# GIVEN TASK A
Answer these from the article on Erik Prince, marking your answers (i), (ii), (iii) as well:
(i) What company did Erik Prince own?
(ii) What effort does Gen. John Nicholson currently command?
(iii) About how long has the war lasted?
# GIVEN TASK B
Say whether each statement agrees with the article on Erik Prince. Answer yes or no and quote the words that decide it, marking your answers (i), (ii), (iii) as well.
(i) Prince proposed taking over the ground war in Afghanistan.
(ii) Gen. Nicholson has given the Prince proposal an airing.
(iii) If fired, Gen. Nicholson would be the second American commander sacked in the war.
# GIVEN TASK C
Write out everything from "By Gary Anderson" down to "a fair hearing." in the article on Erik Prince, swapping "air war" for "ground war".

# SOURCE TEXT
By Gary Anderson
August 8, 2017
Erik Prince, the owner of the former
Blackwater security company, has proposed that the U.S. military outsource the
air war in Afghanistan to him. Gen. John Nicholson, who currently commands the
NATO effort in the war, has apparently refused to give the Prince proposal an
airing. The president reportedly is not happy with the progress of the war and
wants to fire Gen. Nicholson, who would be the second American commander to be
sacked in the war’s nearly 16 years. If I were Gen. Nicholson, I’d give Mr.
Prince a fair hearing.

# EXTRACTED MATERIAL
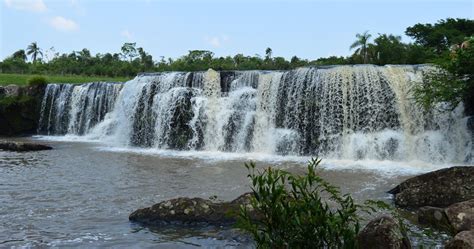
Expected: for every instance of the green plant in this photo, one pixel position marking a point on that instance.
(452, 82)
(292, 211)
(37, 81)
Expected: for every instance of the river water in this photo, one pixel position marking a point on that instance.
(80, 193)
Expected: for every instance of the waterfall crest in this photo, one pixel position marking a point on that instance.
(353, 112)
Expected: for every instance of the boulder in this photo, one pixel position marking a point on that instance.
(461, 215)
(439, 188)
(22, 147)
(20, 109)
(435, 217)
(190, 211)
(462, 240)
(382, 233)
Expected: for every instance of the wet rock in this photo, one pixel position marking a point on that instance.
(461, 215)
(439, 188)
(191, 210)
(22, 147)
(462, 240)
(435, 217)
(384, 233)
(20, 109)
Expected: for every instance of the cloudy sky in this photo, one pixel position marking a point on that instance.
(308, 29)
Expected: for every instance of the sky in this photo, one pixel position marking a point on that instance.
(170, 28)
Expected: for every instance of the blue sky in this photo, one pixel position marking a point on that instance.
(308, 29)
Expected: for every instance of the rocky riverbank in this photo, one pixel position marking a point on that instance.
(22, 147)
(442, 199)
(20, 109)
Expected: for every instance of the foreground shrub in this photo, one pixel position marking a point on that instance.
(294, 214)
(37, 81)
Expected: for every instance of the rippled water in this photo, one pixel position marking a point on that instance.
(80, 194)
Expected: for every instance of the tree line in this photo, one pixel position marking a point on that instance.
(433, 43)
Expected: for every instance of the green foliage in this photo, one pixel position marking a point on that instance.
(440, 36)
(361, 45)
(431, 45)
(452, 82)
(34, 51)
(22, 79)
(294, 213)
(37, 81)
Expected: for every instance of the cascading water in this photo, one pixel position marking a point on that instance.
(353, 112)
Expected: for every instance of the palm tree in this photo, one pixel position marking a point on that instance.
(34, 51)
(361, 44)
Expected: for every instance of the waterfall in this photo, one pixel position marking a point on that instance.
(351, 112)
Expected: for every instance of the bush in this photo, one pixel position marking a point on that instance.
(37, 81)
(293, 214)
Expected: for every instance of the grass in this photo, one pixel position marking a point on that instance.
(22, 79)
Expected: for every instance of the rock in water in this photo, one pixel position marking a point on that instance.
(191, 210)
(462, 240)
(435, 217)
(439, 188)
(382, 233)
(461, 215)
(22, 147)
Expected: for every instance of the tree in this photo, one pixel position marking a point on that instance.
(20, 55)
(34, 51)
(442, 34)
(268, 54)
(453, 82)
(129, 51)
(389, 49)
(361, 44)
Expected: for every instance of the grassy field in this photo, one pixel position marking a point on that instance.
(22, 79)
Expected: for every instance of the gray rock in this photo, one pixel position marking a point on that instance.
(461, 216)
(439, 188)
(435, 217)
(382, 233)
(462, 240)
(191, 210)
(22, 147)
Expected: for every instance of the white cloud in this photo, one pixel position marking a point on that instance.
(217, 41)
(63, 24)
(27, 5)
(125, 33)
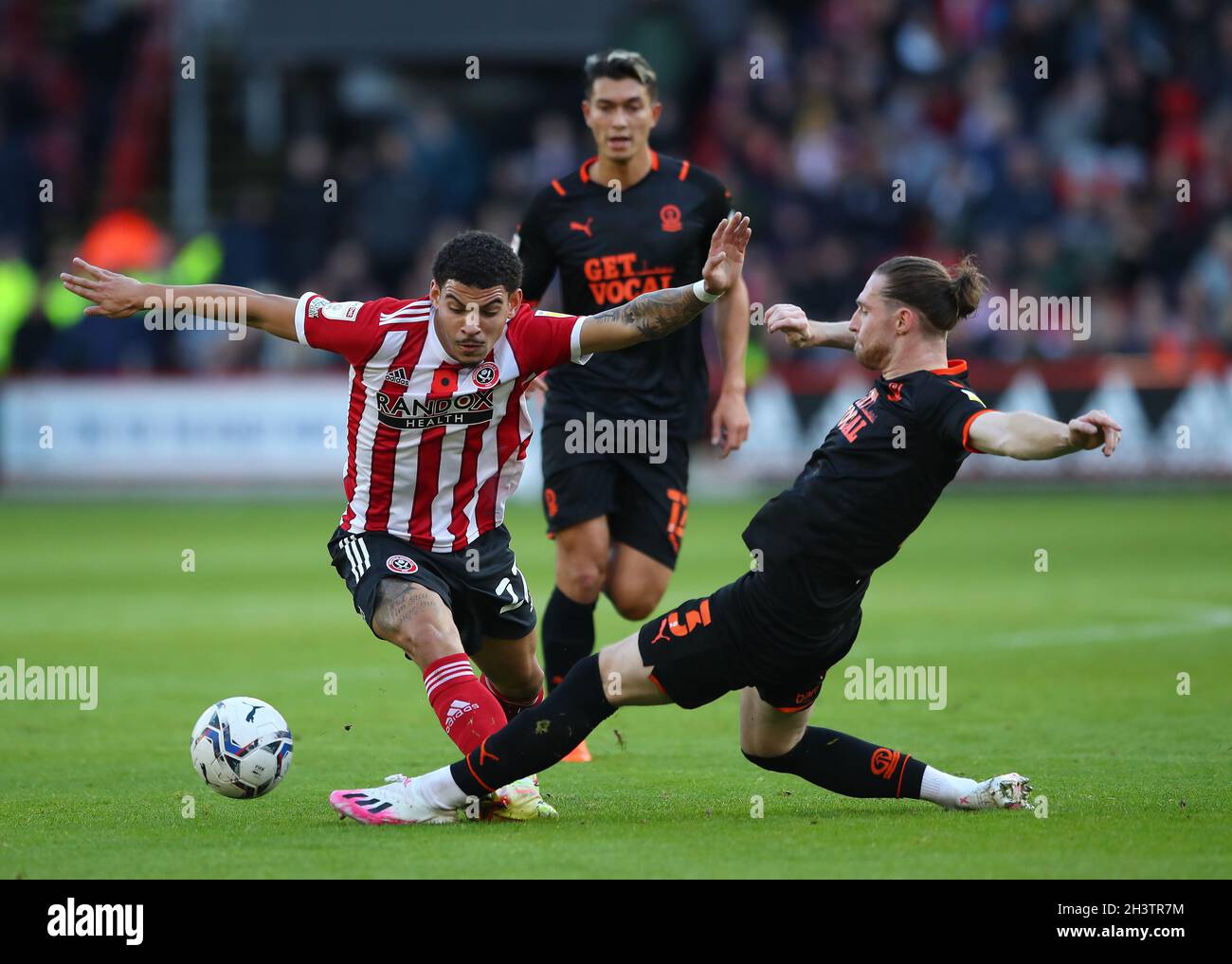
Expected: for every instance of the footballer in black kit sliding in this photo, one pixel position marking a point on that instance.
(625, 222)
(775, 630)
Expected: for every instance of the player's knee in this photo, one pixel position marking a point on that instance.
(424, 640)
(582, 579)
(525, 684)
(635, 606)
(768, 757)
(518, 681)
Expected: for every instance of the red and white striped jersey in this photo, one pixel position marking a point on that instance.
(434, 446)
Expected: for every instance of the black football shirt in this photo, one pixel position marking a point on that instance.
(874, 480)
(608, 251)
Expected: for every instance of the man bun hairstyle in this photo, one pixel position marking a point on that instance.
(479, 259)
(941, 295)
(620, 64)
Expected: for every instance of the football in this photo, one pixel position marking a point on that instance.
(242, 747)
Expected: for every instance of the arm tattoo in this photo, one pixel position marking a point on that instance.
(656, 313)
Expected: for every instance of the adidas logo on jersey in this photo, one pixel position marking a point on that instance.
(456, 712)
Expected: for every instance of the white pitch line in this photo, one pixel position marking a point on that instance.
(1187, 623)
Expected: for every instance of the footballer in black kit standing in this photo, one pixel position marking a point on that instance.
(775, 630)
(625, 222)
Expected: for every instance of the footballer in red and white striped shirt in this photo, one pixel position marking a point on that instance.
(438, 430)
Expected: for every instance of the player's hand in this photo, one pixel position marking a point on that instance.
(726, 261)
(1095, 429)
(792, 322)
(730, 425)
(114, 295)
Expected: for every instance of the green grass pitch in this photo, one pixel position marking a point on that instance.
(1070, 676)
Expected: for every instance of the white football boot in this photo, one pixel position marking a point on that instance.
(1009, 791)
(520, 800)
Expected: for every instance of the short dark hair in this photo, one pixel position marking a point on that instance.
(620, 64)
(479, 259)
(943, 295)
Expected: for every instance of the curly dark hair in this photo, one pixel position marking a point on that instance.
(620, 64)
(479, 259)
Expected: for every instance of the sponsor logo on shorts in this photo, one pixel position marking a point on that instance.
(808, 697)
(485, 375)
(678, 627)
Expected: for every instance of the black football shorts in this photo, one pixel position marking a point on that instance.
(480, 585)
(645, 503)
(706, 647)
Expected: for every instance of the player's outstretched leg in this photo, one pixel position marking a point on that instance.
(417, 619)
(568, 624)
(844, 764)
(541, 737)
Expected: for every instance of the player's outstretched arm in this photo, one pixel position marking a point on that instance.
(119, 296)
(1027, 435)
(660, 313)
(801, 332)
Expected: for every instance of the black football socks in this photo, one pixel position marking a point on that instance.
(848, 766)
(568, 631)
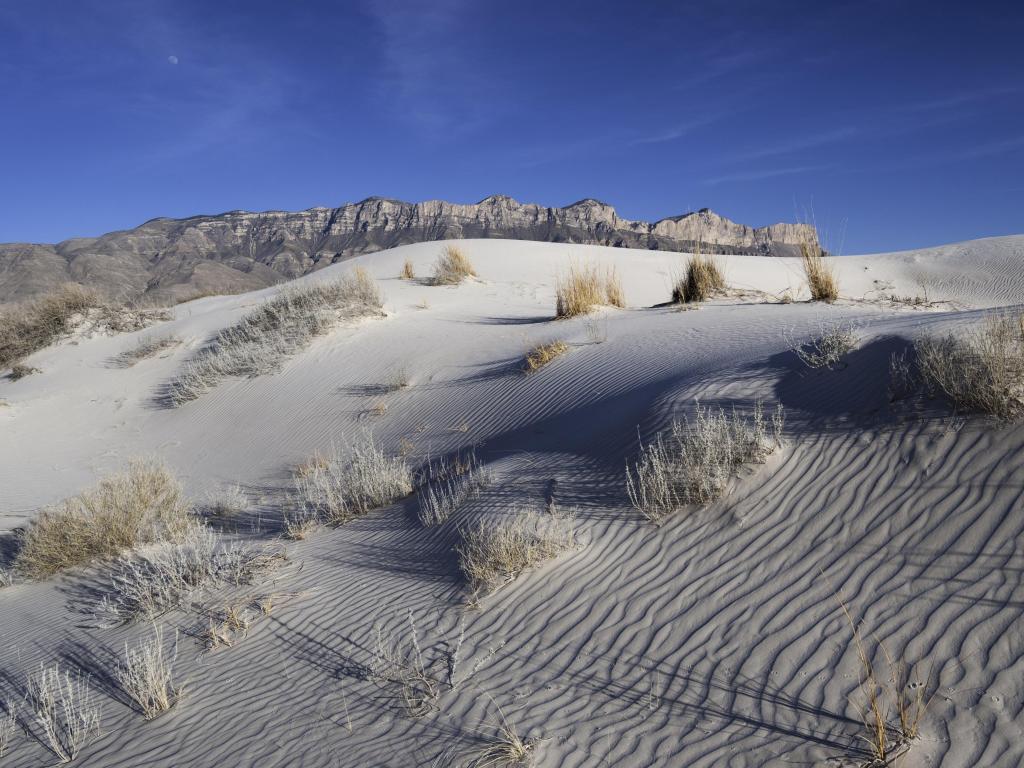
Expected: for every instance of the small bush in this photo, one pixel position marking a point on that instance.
(452, 267)
(585, 286)
(141, 504)
(829, 348)
(981, 370)
(702, 280)
(543, 354)
(262, 340)
(693, 462)
(146, 675)
(819, 273)
(61, 708)
(494, 554)
(347, 488)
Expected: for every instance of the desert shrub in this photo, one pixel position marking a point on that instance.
(585, 286)
(146, 674)
(61, 708)
(448, 484)
(820, 274)
(492, 554)
(692, 463)
(542, 354)
(347, 487)
(829, 347)
(144, 348)
(264, 338)
(702, 279)
(141, 504)
(453, 266)
(979, 370)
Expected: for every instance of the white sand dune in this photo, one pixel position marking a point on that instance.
(715, 639)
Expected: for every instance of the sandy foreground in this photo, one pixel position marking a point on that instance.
(715, 639)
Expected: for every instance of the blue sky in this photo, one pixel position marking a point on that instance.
(899, 123)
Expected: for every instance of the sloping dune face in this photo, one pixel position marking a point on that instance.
(885, 526)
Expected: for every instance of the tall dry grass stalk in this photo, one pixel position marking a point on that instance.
(820, 274)
(979, 370)
(453, 266)
(141, 504)
(584, 287)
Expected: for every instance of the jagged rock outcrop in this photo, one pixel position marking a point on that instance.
(170, 259)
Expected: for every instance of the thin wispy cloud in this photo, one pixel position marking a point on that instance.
(763, 174)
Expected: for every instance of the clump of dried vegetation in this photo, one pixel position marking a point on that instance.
(453, 266)
(542, 354)
(704, 279)
(345, 487)
(584, 287)
(493, 554)
(819, 272)
(264, 338)
(694, 460)
(981, 369)
(141, 504)
(31, 326)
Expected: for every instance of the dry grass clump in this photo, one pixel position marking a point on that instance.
(820, 274)
(980, 370)
(542, 354)
(61, 708)
(146, 675)
(827, 349)
(702, 280)
(692, 463)
(348, 487)
(492, 555)
(141, 504)
(146, 347)
(585, 286)
(452, 267)
(263, 339)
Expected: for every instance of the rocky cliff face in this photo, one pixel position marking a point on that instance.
(171, 259)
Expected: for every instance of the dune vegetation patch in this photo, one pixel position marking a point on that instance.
(452, 267)
(493, 554)
(280, 328)
(691, 464)
(31, 326)
(542, 354)
(586, 286)
(981, 369)
(819, 272)
(139, 505)
(341, 488)
(702, 280)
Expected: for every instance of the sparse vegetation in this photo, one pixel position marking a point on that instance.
(347, 488)
(692, 463)
(979, 370)
(542, 354)
(493, 554)
(702, 280)
(146, 675)
(453, 266)
(141, 504)
(61, 708)
(263, 339)
(146, 347)
(585, 286)
(820, 273)
(827, 349)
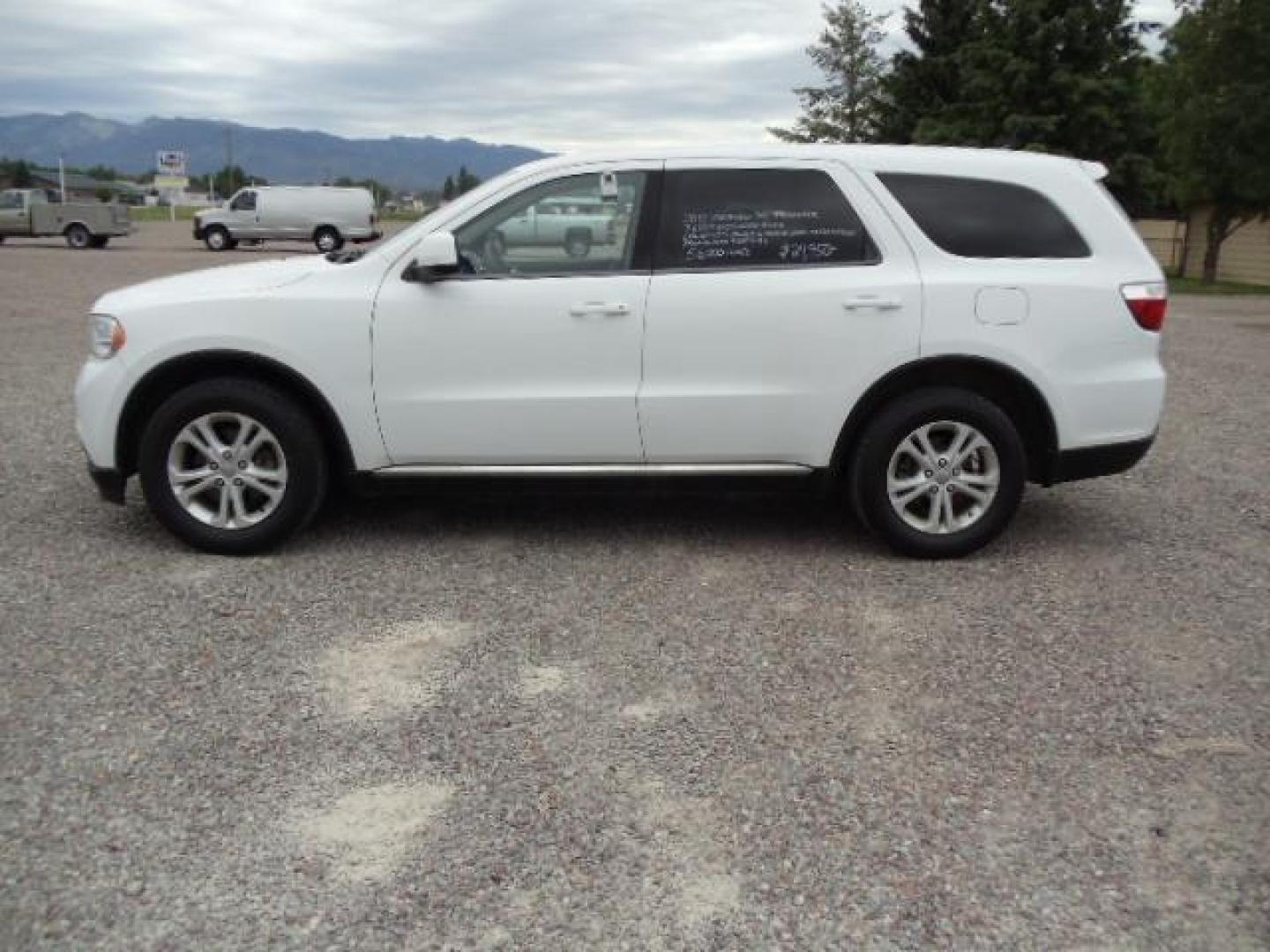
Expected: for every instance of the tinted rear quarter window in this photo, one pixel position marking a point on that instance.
(986, 219)
(757, 219)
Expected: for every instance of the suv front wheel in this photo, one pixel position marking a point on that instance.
(233, 466)
(938, 473)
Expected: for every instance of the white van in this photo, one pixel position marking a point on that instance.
(325, 216)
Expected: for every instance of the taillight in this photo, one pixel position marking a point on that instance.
(1147, 303)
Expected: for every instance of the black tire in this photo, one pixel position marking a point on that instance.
(328, 239)
(892, 427)
(302, 447)
(217, 239)
(78, 236)
(577, 242)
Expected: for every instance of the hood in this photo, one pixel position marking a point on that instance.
(231, 280)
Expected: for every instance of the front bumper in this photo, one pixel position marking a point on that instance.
(1088, 462)
(109, 482)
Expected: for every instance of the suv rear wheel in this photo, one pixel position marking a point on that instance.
(938, 473)
(233, 466)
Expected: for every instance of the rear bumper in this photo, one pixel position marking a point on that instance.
(109, 482)
(1088, 462)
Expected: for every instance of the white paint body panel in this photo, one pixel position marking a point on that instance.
(743, 365)
(723, 367)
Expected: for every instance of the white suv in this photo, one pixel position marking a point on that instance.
(921, 331)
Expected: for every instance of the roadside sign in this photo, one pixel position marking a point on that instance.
(170, 161)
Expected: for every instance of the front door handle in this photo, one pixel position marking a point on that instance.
(873, 301)
(600, 309)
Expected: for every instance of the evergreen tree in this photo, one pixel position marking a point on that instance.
(846, 109)
(467, 181)
(1214, 100)
(925, 86)
(1048, 75)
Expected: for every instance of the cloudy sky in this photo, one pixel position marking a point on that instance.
(556, 74)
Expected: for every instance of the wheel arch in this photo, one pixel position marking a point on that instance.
(1012, 391)
(178, 372)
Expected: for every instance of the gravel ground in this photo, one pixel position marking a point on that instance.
(660, 723)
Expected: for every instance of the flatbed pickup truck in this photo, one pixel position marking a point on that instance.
(26, 212)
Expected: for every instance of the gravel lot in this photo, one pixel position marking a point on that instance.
(661, 723)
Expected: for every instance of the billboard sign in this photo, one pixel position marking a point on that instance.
(170, 161)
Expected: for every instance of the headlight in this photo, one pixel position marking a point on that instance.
(106, 335)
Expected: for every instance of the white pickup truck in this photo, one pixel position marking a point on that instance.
(574, 225)
(26, 212)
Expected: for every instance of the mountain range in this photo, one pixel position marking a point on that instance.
(283, 156)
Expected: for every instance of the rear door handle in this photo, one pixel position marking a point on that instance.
(600, 309)
(873, 301)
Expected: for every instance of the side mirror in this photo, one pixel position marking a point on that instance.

# CORRECT ANSWER A
(i) The former Blackwater security company.
(ii) The NATO effort in the war in Afghanistan.
(iii) Nearly 16 years.

# CORRECT ANSWER B
(i) No: "outsource the air war in Afghanistan to him"
(ii) No: "has apparently refused to give the Prince proposal an airing"
(iii) Yes: "who would be the second American commander to be sacked in the war’s nearly 16 years"

# CORRECT ANSWER C
By Gary Anderson
August 8, 2017
Erik Prince, the owner of the former
Blackwater security company, has proposed that the U.S. military outsource the
ground war in Afghanistan to him. Gen. John Nicholson, who currently commands the
NATO effort in the war, has apparently refused to give the Prince proposal an
airing. The president reportedly is not happy with the progress of the war and
wants to fire Gen. Nicholson, who would be the second American commander to be
sacked in the war’s nearly 16 years. If I were Gen. Nicholson, I’d give Mr.
Prince a fair hearing.